⟨

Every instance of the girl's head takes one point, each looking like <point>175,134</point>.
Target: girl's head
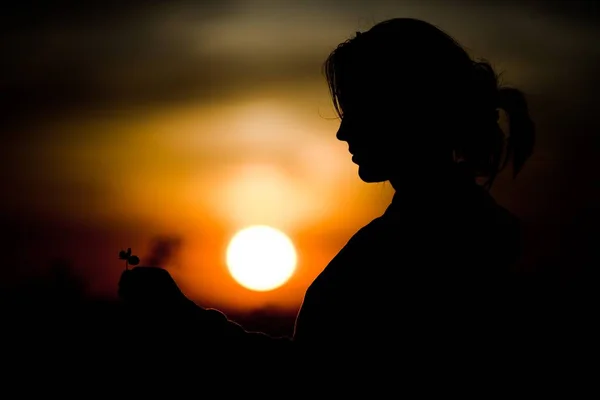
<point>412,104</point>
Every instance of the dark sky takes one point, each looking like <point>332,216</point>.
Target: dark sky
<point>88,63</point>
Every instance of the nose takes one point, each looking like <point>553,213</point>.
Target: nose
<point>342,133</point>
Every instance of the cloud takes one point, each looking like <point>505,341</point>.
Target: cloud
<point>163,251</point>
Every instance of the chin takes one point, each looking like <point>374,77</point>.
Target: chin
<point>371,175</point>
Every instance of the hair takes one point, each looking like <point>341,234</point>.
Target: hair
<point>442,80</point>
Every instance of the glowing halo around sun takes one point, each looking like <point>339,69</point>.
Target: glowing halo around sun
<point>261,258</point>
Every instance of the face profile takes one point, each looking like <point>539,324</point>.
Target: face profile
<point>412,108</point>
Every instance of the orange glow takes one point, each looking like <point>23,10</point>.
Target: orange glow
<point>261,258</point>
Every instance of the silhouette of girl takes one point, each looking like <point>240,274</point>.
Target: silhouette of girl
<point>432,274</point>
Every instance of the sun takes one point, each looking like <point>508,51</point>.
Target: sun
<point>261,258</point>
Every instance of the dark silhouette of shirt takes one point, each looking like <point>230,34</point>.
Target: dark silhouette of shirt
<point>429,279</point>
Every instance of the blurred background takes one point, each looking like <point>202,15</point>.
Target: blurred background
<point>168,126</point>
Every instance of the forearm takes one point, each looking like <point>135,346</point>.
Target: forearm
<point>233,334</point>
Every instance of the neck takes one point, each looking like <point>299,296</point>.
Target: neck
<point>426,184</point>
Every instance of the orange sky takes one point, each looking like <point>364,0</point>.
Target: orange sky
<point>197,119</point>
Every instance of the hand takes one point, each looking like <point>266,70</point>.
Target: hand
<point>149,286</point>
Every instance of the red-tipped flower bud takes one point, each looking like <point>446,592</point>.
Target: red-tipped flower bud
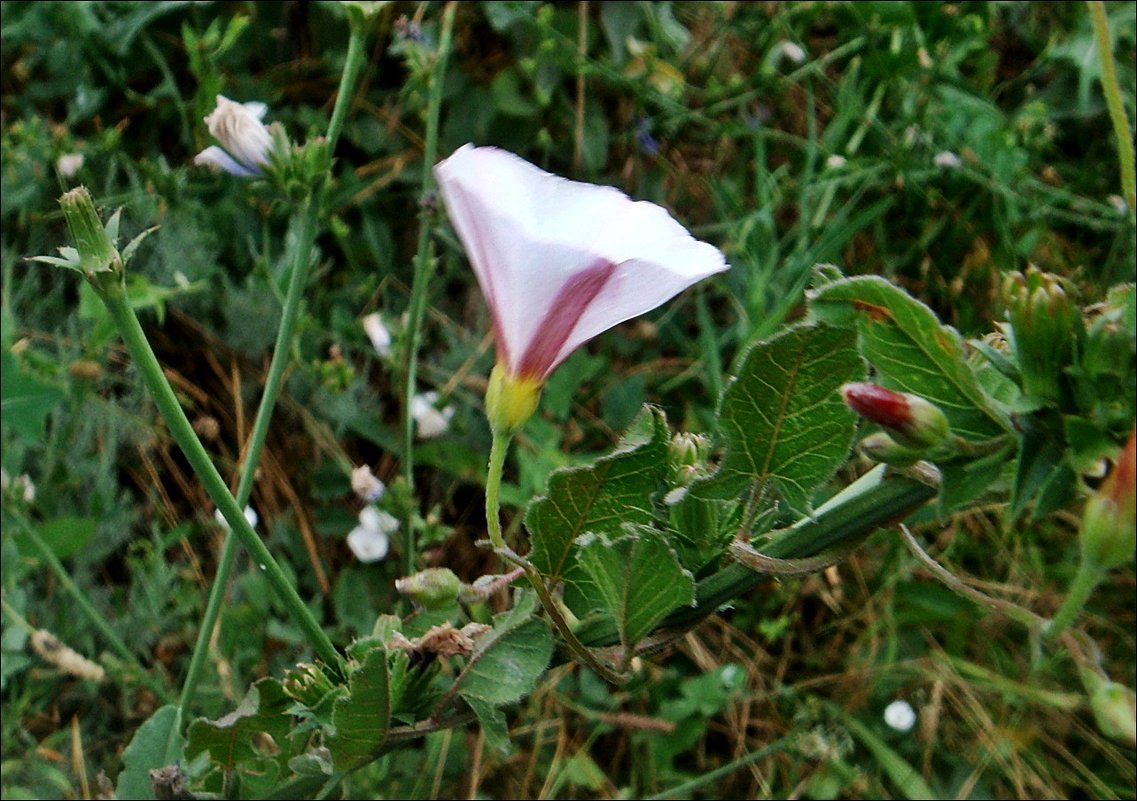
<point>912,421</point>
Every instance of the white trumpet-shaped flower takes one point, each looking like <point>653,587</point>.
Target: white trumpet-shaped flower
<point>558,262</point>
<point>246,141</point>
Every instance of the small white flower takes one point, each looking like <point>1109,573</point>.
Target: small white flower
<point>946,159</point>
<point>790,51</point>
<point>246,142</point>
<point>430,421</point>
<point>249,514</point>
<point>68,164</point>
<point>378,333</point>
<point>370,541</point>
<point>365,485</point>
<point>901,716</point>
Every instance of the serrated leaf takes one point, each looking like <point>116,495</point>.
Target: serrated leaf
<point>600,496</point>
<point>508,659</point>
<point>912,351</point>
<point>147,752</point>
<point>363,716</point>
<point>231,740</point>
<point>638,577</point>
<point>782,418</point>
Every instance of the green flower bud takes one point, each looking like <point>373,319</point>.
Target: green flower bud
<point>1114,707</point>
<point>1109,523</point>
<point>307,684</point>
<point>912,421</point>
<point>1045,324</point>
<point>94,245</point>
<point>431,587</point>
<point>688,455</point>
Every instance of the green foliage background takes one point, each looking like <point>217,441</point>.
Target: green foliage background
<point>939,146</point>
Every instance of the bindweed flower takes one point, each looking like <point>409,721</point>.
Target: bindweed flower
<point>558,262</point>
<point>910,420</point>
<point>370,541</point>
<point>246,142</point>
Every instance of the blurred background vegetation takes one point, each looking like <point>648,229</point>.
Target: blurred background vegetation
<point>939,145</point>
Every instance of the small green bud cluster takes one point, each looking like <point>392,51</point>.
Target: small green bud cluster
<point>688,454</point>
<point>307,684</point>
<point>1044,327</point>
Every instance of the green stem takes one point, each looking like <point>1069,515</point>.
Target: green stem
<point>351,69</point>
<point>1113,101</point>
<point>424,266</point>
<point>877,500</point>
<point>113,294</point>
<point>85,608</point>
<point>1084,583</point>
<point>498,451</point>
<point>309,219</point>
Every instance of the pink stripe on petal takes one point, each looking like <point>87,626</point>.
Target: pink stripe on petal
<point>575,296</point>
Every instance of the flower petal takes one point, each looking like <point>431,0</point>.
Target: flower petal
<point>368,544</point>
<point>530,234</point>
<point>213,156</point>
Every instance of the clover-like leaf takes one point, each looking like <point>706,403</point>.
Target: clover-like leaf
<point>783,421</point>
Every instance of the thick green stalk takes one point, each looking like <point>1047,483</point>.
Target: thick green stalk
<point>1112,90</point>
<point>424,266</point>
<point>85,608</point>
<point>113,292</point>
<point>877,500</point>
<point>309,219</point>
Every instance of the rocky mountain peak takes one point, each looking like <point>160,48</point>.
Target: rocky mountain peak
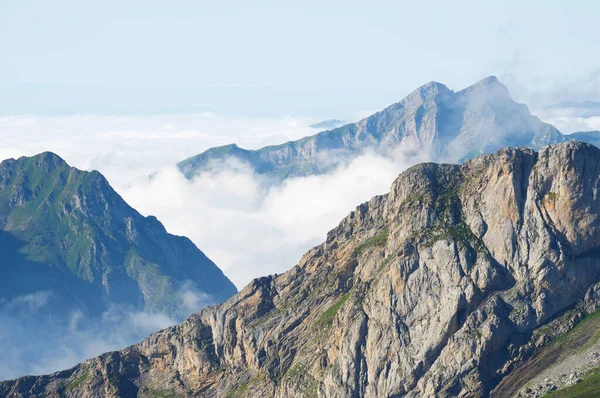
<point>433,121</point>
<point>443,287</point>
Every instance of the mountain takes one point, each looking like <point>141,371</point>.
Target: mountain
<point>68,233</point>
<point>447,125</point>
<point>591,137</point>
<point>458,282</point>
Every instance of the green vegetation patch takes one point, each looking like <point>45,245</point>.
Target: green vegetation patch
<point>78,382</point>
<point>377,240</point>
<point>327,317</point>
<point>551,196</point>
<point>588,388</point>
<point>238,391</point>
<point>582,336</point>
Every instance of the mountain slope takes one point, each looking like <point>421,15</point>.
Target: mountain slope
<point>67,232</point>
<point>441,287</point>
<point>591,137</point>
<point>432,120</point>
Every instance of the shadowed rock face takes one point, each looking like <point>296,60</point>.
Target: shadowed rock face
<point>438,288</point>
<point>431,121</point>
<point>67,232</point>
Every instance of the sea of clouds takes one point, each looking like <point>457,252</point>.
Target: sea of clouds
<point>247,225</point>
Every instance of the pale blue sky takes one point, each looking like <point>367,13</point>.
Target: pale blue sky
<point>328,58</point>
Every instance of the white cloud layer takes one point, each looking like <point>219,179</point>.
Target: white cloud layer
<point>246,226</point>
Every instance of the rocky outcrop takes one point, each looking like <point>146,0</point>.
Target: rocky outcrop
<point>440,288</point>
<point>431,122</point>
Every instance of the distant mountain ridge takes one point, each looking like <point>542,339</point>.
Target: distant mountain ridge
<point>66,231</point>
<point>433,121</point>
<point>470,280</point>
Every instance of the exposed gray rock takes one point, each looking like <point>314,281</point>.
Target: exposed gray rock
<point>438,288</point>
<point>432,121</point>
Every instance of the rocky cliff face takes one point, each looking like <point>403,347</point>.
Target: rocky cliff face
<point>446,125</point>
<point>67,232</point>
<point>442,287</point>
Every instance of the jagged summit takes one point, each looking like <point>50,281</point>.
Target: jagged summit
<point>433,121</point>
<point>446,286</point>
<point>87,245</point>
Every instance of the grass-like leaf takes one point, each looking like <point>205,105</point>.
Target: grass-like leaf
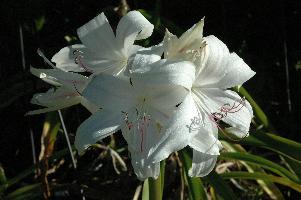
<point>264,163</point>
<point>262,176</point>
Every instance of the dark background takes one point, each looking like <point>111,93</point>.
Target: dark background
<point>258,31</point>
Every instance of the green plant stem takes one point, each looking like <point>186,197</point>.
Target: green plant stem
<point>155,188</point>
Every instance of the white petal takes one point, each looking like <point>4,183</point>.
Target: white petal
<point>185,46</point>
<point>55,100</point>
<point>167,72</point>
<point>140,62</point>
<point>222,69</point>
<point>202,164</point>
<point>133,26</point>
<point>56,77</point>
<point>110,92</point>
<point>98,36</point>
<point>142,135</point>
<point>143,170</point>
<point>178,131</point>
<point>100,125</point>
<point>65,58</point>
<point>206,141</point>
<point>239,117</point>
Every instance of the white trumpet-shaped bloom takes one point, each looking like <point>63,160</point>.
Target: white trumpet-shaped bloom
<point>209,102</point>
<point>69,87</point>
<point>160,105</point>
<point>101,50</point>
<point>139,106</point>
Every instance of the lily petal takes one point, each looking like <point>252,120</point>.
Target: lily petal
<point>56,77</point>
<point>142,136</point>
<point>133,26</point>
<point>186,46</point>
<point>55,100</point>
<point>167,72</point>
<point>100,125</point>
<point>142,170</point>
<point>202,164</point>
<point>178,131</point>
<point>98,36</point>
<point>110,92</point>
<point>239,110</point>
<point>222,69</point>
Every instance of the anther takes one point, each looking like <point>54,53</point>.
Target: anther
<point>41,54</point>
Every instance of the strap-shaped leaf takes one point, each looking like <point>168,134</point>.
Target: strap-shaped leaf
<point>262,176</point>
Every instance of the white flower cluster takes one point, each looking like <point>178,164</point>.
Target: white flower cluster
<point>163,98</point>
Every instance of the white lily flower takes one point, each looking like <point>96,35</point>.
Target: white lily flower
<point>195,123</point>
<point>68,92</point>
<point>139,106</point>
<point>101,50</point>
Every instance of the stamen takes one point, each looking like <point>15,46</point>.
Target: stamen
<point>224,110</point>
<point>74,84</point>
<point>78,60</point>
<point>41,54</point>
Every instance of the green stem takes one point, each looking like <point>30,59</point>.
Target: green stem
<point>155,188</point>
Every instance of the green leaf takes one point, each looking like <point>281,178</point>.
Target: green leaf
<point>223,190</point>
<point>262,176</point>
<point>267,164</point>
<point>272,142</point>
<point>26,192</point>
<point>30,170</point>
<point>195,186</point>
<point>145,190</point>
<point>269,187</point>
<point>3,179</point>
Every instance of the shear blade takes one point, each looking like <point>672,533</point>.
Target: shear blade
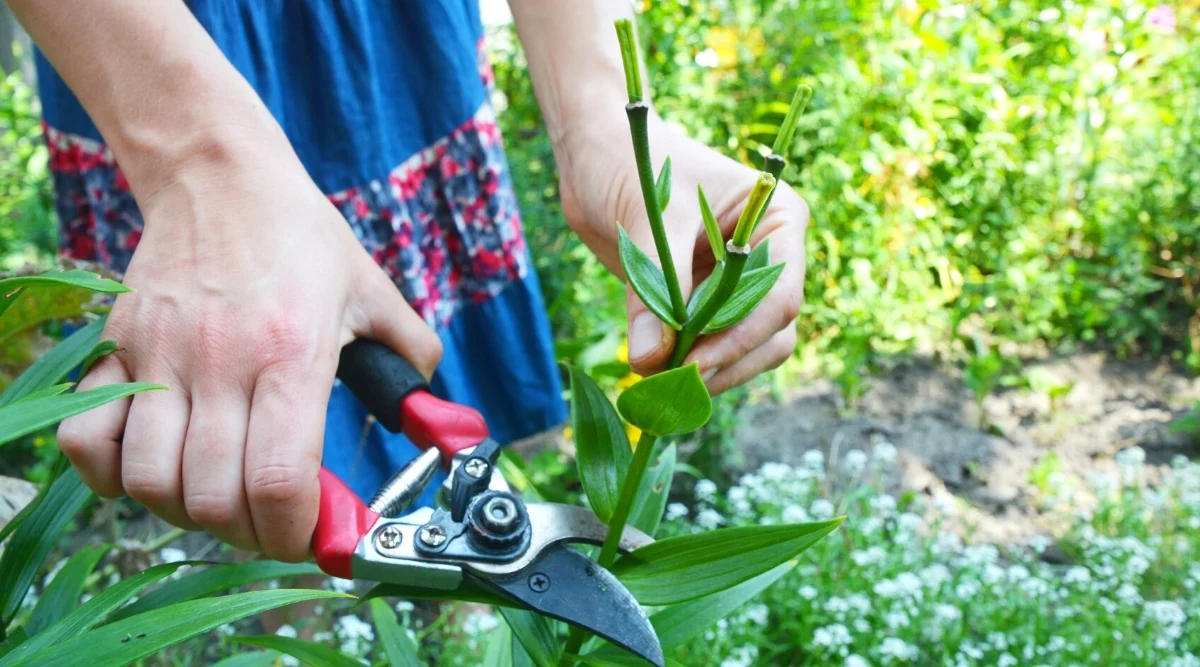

⟩

## Your goal:
Among the lines above, which hold the word "shear"? Report each one.

## Output below:
Every instance of the shear blade takes one point, each looking like <point>672,533</point>.
Target: shear blade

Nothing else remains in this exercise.